▸ **Brief**: Lay out the material that follows as a Markdown table with the columns "Row" and "Line". Give each nonblank line its own numbered row.

>> Start Data listing

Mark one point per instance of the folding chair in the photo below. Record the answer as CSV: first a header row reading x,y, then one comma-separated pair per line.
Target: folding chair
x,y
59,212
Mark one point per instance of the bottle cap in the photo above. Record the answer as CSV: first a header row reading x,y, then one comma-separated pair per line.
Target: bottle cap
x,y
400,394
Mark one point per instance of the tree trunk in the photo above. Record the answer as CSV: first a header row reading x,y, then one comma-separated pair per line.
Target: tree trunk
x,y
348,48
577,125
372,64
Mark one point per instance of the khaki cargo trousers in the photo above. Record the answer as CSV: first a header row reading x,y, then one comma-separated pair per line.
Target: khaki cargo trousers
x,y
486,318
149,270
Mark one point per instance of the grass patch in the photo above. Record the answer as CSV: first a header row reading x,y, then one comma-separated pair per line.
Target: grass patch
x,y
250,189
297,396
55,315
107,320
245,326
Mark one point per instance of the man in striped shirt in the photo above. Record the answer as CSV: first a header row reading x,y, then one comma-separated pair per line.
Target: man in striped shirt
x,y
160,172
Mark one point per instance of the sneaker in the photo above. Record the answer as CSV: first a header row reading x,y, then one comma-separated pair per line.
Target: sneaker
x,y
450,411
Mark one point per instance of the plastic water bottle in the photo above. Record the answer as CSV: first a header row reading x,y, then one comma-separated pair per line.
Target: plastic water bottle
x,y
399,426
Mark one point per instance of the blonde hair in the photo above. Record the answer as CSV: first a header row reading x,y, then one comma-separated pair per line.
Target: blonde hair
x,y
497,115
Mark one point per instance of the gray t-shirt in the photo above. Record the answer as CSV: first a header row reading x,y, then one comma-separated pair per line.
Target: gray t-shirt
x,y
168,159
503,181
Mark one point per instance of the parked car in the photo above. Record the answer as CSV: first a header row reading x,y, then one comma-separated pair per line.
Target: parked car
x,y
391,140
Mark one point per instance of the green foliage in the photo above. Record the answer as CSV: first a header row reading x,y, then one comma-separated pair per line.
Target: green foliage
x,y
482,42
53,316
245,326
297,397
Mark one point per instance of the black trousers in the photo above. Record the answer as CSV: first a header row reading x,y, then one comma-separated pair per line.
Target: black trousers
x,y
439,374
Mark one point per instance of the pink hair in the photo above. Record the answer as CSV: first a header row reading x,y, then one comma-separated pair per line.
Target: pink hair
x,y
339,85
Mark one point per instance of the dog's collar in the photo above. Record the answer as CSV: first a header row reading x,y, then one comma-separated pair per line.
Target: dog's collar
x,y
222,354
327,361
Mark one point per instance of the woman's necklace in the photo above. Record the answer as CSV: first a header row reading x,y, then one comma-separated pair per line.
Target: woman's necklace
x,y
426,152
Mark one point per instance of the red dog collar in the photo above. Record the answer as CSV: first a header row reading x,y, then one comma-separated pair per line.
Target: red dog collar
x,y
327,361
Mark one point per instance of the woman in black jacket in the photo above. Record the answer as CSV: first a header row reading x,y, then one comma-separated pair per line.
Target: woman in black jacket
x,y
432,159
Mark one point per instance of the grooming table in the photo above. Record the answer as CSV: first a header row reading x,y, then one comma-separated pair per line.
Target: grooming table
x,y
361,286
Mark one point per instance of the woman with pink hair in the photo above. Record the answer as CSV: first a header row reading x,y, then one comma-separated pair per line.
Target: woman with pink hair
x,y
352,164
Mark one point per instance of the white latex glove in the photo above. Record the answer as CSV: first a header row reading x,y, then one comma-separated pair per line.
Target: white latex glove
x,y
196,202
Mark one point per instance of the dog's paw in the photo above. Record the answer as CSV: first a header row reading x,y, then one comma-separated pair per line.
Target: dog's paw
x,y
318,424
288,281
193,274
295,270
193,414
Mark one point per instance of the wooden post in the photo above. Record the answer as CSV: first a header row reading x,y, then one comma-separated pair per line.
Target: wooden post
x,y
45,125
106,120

>> End Data listing

▸ **Result of the task**:
| Row | Line |
|---|---|
| 1 | Mark one point per instance of the folding chair in the photo below. Record the answer as CSV: first a header row reading x,y, then one comma-separated pair per line. |
| 2 | Target: folding chair |
| 3 | x,y |
| 4 | 59,212 |
| 5 | Mark one point per instance of the bottle cap in the photo above. Record the answer as CSV: first a header row reading x,y, then one comma-separated pair per line. |
| 6 | Target: bottle cap |
| 7 | x,y |
| 8 | 400,394 |
| 9 | Mark one point per instance of the tree trunk in the photo above. Record the answer as CSV: first a header row reading x,y, then one comma-separated pair per line. |
| 10 | Target: tree trunk |
| 11 | x,y |
| 12 | 348,48 |
| 13 | 577,125 |
| 14 | 372,64 |
| 15 | Mark one point per instance of the khaki cargo trousers in the photo above. Record the answer as CSV: first a header row reading x,y, then one comma-separated pair per line. |
| 16 | Target: khaki cargo trousers |
| 17 | x,y |
| 18 | 486,318 |
| 19 | 149,270 |
| 20 | Mark one point per instance of the grass patch in the photo above. Record the answer as CSV: first a header row reading x,y, then one comma-separated pair per line. |
| 21 | Target: grass patch |
| 22 | x,y |
| 23 | 250,189 |
| 24 | 297,396 |
| 25 | 55,315 |
| 26 | 107,320 |
| 27 | 245,326 |
| 28 | Mark one point per instance of the man in striped shirt in the photo above. Record the answer as CSV: first a header row reading x,y, then one comma-separated pair per line. |
| 29 | Target: man in striped shirt |
| 30 | x,y |
| 31 | 160,172 |
| 32 | Mark one point per instance of the sneaker in the photo above. Record the answer as CSV: first a header row reading x,y, then one comma-separated pair per line. |
| 33 | Target: sneaker |
| 34 | x,y |
| 35 | 450,411 |
| 36 | Mark one point per instance of the plastic water bottle in the photo above. Record the answer as CSV: first a header row reading x,y, then one comma-separated pair per line. |
| 37 | Target: plastic water bottle |
| 38 | x,y |
| 39 | 399,426 |
| 40 | Mark one point per instance of the blonde hair in the photo above. Record the answer as CSV: first a header row reading x,y, then one comma-separated pair per line. |
| 41 | Target: blonde hair |
| 42 | x,y |
| 43 | 497,115 |
| 44 | Mark one point per instance of the gray t-shirt in the photo above. Record the answer as CSV: first a header row reading x,y, then one comma-separated pair per line. |
| 45 | Target: gray t-shirt |
| 46 | x,y |
| 47 | 168,159 |
| 48 | 503,181 |
| 49 | Mark one point per instance of the parked car in the photo above. Record the answer as CSV: first a header row reading x,y, then one comma-separated pair per line. |
| 50 | Target: parked car |
| 51 | x,y |
| 52 | 391,140 |
| 53 | Mark one point per instance of the green foliage in the photo above. Record the answer as CSV: first a header row reading x,y, then one comma-separated pair per line. |
| 54 | Target: green foliage |
| 55 | x,y |
| 56 | 482,42 |
| 57 | 53,316 |
| 58 | 245,326 |
| 59 | 297,397 |
| 60 | Mark one point per instance of the black trousers in the photo above. Record the answer as CSV: first a header row reading x,y, then one comma-separated pair per line. |
| 61 | Target: black trousers |
| 62 | x,y |
| 63 | 439,374 |
| 64 | Mark one point per instance of the pink hair in the photo above. Record the answer as CSV: first a header row reading x,y, then one comma-separated pair per line. |
| 65 | Target: pink hair |
| 66 | x,y |
| 67 | 339,85 |
| 68 | Mark one point per instance of the dog's collar in the photo above. Record the answer as CSV: first a header row reading x,y, then one comma-separated pair per line. |
| 69 | Target: dog's collar |
| 70 | x,y |
| 71 | 222,354 |
| 72 | 327,361 |
| 73 | Mark one point per instance of the woman's necklace in the photo above. Record the answer as CSV: first a header row reading x,y, then one comma-separated pair per line. |
| 74 | Target: woman's necklace |
| 75 | x,y |
| 76 | 426,152 |
| 77 | Mark one point per instance of the red dog collar in the photo above. Record the answer as CSV: first a header row reading x,y, then one comma-separated pair per line. |
| 78 | Target: red dog collar |
| 79 | x,y |
| 80 | 327,361 |
| 81 | Mark one point per instance of the woman in black jacket in the photo above. Record the answer as CSV: first a header row reading x,y, then one comma-separated pair per line. |
| 82 | Target: woman in black jacket |
| 83 | x,y |
| 84 | 432,159 |
| 85 | Mark one point per instance of the grooming table in the photo above. Record the answer as CSV: first a header row reading x,y, then one comma-separated pair per line. |
| 86 | Target: grooming table |
| 87 | x,y |
| 88 | 361,286 |
| 89 | Mark one point per instance of the woman with pink hair in the photo above. Record the answer as CSV: first a header row reading x,y, then one comma-separated pair per line. |
| 90 | Target: woman with pink hair |
| 91 | x,y |
| 92 | 352,164 |
| 93 | Mark one point per instance of the white latex glove in the photo above. Record the answer as CSV: first a header row reading x,y, then one comma-separated pair per line. |
| 94 | Target: white latex glove |
| 95 | x,y |
| 96 | 196,202 |
| 97 | Mark one point per instance of the dog's paw in the photo above. Record the answer as CSV: first a header row reading x,y, then one comma-separated pair per line. |
| 98 | Target: dog's paw |
| 99 | x,y |
| 100 | 318,424 |
| 101 | 288,281 |
| 102 | 193,274 |
| 103 | 295,270 |
| 104 | 193,414 |
| 105 | Mark one point per instance of the wooden post in the photo above. Record the answer as CSV: first a header row reading x,y, then one comma-separated pair per line. |
| 106 | Target: wooden post |
| 107 | x,y |
| 108 | 45,125 |
| 109 | 106,120 |